Say whether each statement agrees with the text about the connection with Dylan, answering yes or no and quoting the deciding words of the text. 1. The first thing the writer and Dylan did at the same time was say "pre-laugh." 2. The writer describes the connection with Dylan as one that never had to be built. 3. The writer says it has been almost ten months.
:: Text block
Have you ever been rediculously connected with someone? The kind of connection to where all you have to do is look at them and you know exactly what eachother is thinking. Saying the same things at the same time. This is really common with best friends and such. This is because when two brains are in the presence of one another, they build this connection.
Well with Dylan, it seems like it did not even have to be built. It was almost always there. From the first five minutes we knew eachother. The first thing that we did at the same time was snap... There is no need for the history of the snap :) One of our personal favorites is when we said "pre-laugh" at the same time... Yeah. That isn't even a word... All throughout camp, we would say or do the same things. We were so obviously the perfect match.
Even when we are apart, we still find ourselves doing the same things at the same time. It still amazes me. I feel so lame. I should be used to it... It's been almost ten months. Well, in a week. It just keeps getting closer and closer to a year. Second by second, minute by minute, hour by hour, day by day, week by week, month by month, and soon, year by year.
We are so in love. It is undeniable. It sounds really cheesy when I say it out loud. But, the moment we see eachother, it triggers something in my head that just makes me feel so happy. I really wish I could describe the feeling... It really is like none other.
Have you ever felt truly secure? So safe and so set on something that nothing in the world can change it? It doesn't have to be when it comes to relationships. Just on person, place, or thing in your life that you have so much confidence that it will always make you happy and that will never change. I guess that is one way to describe how I feel... Just... completely and totally secure.
Ready for a cheese ball moment? Dylan is just one of those people I could never get tired of looking at. I really could just stare at him all day... Sounds kind of weird or creepy, I know. But if you have experienced it, then you know exactly what I am talking about.
::::
:: Data block
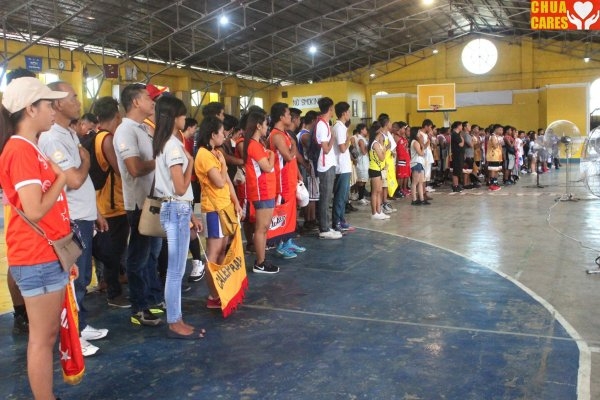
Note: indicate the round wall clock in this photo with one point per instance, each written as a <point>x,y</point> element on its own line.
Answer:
<point>479,56</point>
::::
Exercise answer:
1. No: "The first thing that we did at the same time was snap..."
2. Yes: "it seems like it did not even have to be built."
3. Yes: "It's been almost ten months."